===== Text shown

Irena’s Vow (2023)

There’s something subversive about watching someone drug a Nazi’s tea. Not the act itself—that part seems perfectly reasonable—but the way Sophie Nélisse goes about it in Irena’s Vow. No theatrical flourishes. No meaningful glances at the camera. Just the methodical efficiency of someone adding sugar to their morning routine, except the sugar happens to be a sedative and the routine involves relocating twelve hidden Jewish refugees before breakfast.
Louise Archambault’s adaptation of Dan Gordon’s stage play tells the remarkable true story of Irena Gut Opdyke, who spent the war years playing an impossible game of hide-and-seek with Nazi authorities. The stakes? Human lives. The hiding place? The basement of her employer’s villa. Her employer being, naturally, a German commandant who fancies himself quite the party host.
You’d think such material would practically direct itself, but period pieces about wartime heroism have a nasty habit of drowning in their own worthiness. This one mostly avoids that fate, though it occasionally veers perilously close to the sort of film that gets screened in high school history classes between discussions about essay structure.
Nélisse carries the entire enterprise on her shoulders with what I’d describe as studied understatement. She’s mastered that particular brand of screen acting where everything meaningful happens behind the eyes. When Rugemer (Dougray Scott) wakes one night to mysterious scratching sounds from below and calls for exterminators the next morning—convinced he has a rat problem—Nélisse’s face becomes a masterclass in controlled panic. The rats, of course, are twelve people trying not to cough.
The film’s theatrical DNA shows through occasionally, particularly in its preference for tastefully lit interior shots. Everything looks suspiciously clean for wartime Poland, which creates an odd disconnect. I suppose there’s something to be said for focusing on moral rather than literal filth, but the pristine production design sometimes makes events feel removed from their historical context.

==========
===== Given information

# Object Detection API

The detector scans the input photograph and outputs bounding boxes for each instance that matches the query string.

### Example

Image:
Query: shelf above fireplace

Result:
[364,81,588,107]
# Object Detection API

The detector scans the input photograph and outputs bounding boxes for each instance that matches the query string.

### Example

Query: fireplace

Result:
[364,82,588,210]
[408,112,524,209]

==========

Activities:
[1] In the Irena's Vow review, whose stage play is the film adapted from?
[2] Continue the Irena's Vow review from its last sentence.
The material after the Irena's Vow review is separate from it.

Responses per task:
[1] Dan Gordon's.

[2]
Scott delivers what might be his most interesting performance in years as Major Rugemer. Rather than the expected caricature of Nazi villainy, he presents something more unsettling: a man who genuinely believes he’s civilised. His Rugemer hosts dinner parties, appreciates good wine, and treats his housekeeper with what he considers appropriate courtesy. That this same man participates in systematic genocide becomes the film’s most chilling observation about how ordinary evil can appear.
The supporting cast of hidden survivors gets enough individual attention to feel human rather than symbolic, though Gordon’s screenplay occasionally relies on familiar dramatic beats. There’s the inevitable close call during a dinner party. The suspicious noise at midnight. The helpful lie that saves everyone just in time. These moments work because of Nélisse’s performance, but they still feel borrowed from other, similar stories.
Where the film stumbles, in my view, is in its tonal inconsistencies. One sequence plays almost like farce—Irena frantically serving canapés upstairs while coordinating signals to people hiding below—but the very next scene depicts brutal street executions. This whiplash between comedy and horror feels more accidental than intentional, suggesting a director not entirely sure what kind of film she’s making.
Yet when Irena’s Vow finds its rhythm, usually during quiet moments between Irena and her charges, something genuinely moving emerges. A sequence where Christmas celebrations provide inadvertent cover for Hanukkah observances reveals the film’s deeper understanding of how humanity persists despite systematic attempts to eliminate it.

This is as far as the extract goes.